Document segment:
============
Since 2013, the nuclear energy arm of the Russian state has controlled 20 percent of America’s uranium production capacity.
Rosatom’s acquisition of Toronto-based miner Uranium One Inc. made the Russian agency, which also builds nuclear weapons, one the world’s top five producers of the radioactive metal and gave it ownership of a mine in Wyoming.
The deal, approved by a committee that included then Secretary of State Hillary Clinton, also followed donations from Uranium One’s Canadian chairman to the Clinton Global Foundation, the New York Times reported on Thursday.
In an interview with Bloomberg News, Ian Telfer, the former Uranium One chairman and current chairman of Goldcorp Inc., said he pledged a donation of $3 million to the Clinton charity in March 2008, “when it was never contemplated that at some point in the future the Russian government would become a major shareholder of Uranium One.”
Why did the Russian government want Uranium One? Russia is only the world’s sixth-largest uranium miner, but has a huge nuclear fuel industry. Rosatom had built that business partly by processing uranium from Soviet warheads decommissioned under the so-called megatons-to-megawatts agreement signed with the U.S. in 1993.
As that accord neared its end, Russia needed a new source of supply and Uranium One provided a solution. In 2010, a unit of Rosatom bought a majority stake and three years later, Russia paid $1.3 billion for the rest of the company.
The company that became Uranium One was founded in 1997 and merged with two competitors in 2005. In 2007, it bought UrAsia, a company co-founded by Canadian mining financier Frank Giustra that owned uranium mining assets in Kazakhstan.
============
Exercise 1: Which calendar years does the Uranium One article mention? List each one.
Exercise 2: According to the Uranium One article, why did the Russian government want Uranium One?
Exercise 3: Reproduce the stretch of the Uranium One article from "Why did the" through "assets in Kazakhstan.".

Data listing:
============
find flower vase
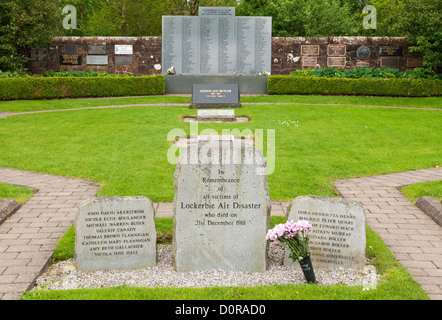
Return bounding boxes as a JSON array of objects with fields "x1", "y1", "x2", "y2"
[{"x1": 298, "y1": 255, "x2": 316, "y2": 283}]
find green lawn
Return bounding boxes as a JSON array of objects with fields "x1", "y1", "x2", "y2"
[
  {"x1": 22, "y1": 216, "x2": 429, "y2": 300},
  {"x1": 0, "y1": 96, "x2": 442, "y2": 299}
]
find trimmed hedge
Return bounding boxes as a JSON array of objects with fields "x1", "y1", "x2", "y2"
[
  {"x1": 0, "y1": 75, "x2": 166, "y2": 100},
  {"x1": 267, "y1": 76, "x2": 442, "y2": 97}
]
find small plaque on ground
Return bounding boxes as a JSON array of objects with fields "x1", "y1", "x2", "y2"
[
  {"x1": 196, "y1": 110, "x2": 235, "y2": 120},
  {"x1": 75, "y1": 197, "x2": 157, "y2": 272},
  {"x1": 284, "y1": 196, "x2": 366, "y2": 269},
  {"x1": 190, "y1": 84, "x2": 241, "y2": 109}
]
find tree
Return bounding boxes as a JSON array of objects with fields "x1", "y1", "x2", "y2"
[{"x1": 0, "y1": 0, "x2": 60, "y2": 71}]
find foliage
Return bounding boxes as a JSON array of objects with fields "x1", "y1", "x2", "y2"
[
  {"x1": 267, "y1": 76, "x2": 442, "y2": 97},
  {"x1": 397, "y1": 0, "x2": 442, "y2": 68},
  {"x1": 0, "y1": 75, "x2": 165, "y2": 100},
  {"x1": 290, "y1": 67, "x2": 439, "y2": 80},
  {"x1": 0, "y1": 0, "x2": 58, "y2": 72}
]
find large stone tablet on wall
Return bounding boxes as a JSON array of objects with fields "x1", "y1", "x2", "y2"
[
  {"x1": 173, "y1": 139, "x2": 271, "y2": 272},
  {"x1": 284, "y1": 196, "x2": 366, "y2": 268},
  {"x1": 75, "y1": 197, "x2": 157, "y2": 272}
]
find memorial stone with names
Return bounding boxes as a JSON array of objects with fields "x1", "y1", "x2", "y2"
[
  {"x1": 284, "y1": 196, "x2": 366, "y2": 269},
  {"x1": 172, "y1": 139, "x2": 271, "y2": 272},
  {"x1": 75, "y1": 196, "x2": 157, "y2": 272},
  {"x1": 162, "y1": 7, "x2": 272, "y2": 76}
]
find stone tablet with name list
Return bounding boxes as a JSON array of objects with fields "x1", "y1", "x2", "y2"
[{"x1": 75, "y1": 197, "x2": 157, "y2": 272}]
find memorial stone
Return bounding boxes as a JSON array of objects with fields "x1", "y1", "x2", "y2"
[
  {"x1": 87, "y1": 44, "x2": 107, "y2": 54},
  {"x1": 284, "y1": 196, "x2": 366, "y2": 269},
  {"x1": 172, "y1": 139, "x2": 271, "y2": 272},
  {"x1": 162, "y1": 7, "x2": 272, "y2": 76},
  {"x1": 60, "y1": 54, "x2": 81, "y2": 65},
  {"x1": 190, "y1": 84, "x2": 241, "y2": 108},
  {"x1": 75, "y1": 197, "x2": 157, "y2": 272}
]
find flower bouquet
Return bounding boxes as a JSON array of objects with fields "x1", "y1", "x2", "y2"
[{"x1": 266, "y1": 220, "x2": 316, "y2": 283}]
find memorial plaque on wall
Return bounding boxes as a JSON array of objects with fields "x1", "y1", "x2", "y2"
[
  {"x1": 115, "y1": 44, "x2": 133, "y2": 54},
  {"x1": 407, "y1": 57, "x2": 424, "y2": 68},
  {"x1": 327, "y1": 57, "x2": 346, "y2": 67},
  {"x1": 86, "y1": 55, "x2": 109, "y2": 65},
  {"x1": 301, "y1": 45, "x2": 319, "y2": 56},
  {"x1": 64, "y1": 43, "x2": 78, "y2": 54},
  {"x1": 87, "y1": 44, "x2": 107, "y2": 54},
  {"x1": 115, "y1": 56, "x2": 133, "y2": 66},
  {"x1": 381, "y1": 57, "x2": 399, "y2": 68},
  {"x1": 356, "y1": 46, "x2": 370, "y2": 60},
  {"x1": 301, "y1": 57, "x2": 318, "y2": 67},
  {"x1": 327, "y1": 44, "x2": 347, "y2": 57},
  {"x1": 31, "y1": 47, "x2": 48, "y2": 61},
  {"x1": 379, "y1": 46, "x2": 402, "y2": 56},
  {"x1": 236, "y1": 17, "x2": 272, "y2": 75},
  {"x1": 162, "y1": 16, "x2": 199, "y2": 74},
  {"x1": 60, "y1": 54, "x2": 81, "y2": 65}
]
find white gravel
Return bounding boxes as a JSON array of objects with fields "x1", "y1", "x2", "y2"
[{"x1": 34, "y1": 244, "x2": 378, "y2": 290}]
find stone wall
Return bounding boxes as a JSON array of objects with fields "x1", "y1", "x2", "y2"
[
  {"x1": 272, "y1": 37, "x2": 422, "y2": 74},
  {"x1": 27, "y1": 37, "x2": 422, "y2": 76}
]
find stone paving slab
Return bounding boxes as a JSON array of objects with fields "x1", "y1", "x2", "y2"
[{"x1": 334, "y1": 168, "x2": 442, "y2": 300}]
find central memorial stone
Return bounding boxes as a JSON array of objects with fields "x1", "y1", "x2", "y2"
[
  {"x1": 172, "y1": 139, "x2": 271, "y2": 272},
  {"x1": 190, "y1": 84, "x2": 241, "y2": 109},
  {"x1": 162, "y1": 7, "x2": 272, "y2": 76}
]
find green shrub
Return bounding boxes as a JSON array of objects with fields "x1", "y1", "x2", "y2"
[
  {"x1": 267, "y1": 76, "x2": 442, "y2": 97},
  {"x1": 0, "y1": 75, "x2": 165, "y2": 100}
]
============
Task output 1: 2013, 2008, 1993, 2010, 1997, 2005, 2007

Task output 2: Russia is only the world's sixth-largest uranium miner but has a huge nuclear fuel industry, which Rosatom partly built by processing uranium from Soviet warheads decommissioned under the 1993 megatons-to-megawatts agreement with the U.S. As that accord neared its end, Russia needed a new source of supply, and Uranium One provided one.

Task output 3:
Why did the Russian government want Uranium One? Russia is only the world’s sixth-largest uranium miner, but has a huge nuclear fuel industry. Rosatom had built that business partly by processing uranium from Soviet warheads decommissioned under the so-called megatons-to-megawatts agreement signed with the U.S. in 1993.
As that accord neared its end, Russia needed a new source of supply and Uranium One provided a solution. In 2010, a unit of Rosatom bought a majority stake and three years later, Russia paid $1.3 billion for the rest of the company.
The company that became Uranium One was founded in 1997 and merged with two competitors in 2005. In 2007, it bought UrAsia, a company co-founded by Canadian mining financier Frank Giustra that owned uranium mining assets in Kazakhstan.